Quoted passage ->
····················

Following one of the least volatile years in decades, 2018 quickly reminded us that volatility is just around the corner, and in an unpredictable fashion, can return with a vengeance. Global markets were down almost everywhere, with December being the worst December since the 1930’s.
2017 ended with positive returns, reasonable inflation, good GDP growth, strong earnings growth and synchronized global growth for the first time since 2008. Despite the positive outlook for 2018 at the end of 2017, several economic and geopolitical developments have been attributed to the market gyrations of 2018:
- Increasing trade friction between the U.S. and its trading partners.
- Troubled Brexit negotiations in Europe.
- Slowing economic activity.
- Rising short-term interest rates leading to tighter financial conditions.
- Flattening yield curve and concern for a potential recession in the short term.
Whatever the reasons, volatility such as what we experienced in 2018 can be overwhelming and cause us to be anxious at times. However, we must accept that volatility in the markets is normal and needs to be weathered with patience and conviction that they are temporary. Steep market declines exceeding 10% are common. Historically, losses of 15% or more happen every 1.5 years on average, despite markets showing annual positive returns in 29 of the last 38 years.* The fact is, market volatility is not always a bad thing as it creates opportunity to add higher-quality businesses at reduced prices.
Despite current negative headline news and concerns for reduced global growth, current conditions suggest a cautiously optimistic outlook for markets in 2019.
- Most leading indicators suggest that recession probabilities in the short term are relatively low. **
- Real rates continue to be low by historical standards.

····················

Given information ->
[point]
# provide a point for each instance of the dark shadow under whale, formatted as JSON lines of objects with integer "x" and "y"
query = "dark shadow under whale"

····················

Set problem 1 ->
Answer these questions using the market commentary.
(a) Which month of 2018 was the worst of its kind since the 1930s?
(b) How often, on average, have losses of 15% or more happened historically?
(c) In how many of the last 38 years did markets show annual positive returns?
Set problem 2 ->
Reproduce the part of the market commentary between "2017 ended with" and "negotiations in Europe.", inclusive.
Set problem 3 ->
List every economic and geopolitical development that the market commentary says has been attributed to the market gyrations of 2018.

Exercise response 1 ->
(a) December
(b) Every 1.5 years
(c) 29

Exercise response 2 ->
2017 ended with positive returns, reasonable inflation, good GDP growth, strong earnings growth and synchronized global growth for the first time since 2008. Despite the positive outlook for 2018 at the end of 2017, several economic and geopolitical developments have been attributed to the market gyrations of 2018:
- Increasing trade friction between the U.S. and its trading partners.
- Troubled Brexit negotiations in Europe.

Exercise response 3 ->
- Increasing trade friction between the U.S. and its trading partners
- Troubled Brexit negotiations in Europe
- Slowing economic activity
- Rising short-term interest rates leading to tighter financial conditions
- Flattening yield curve and concern for a potential recession in the short term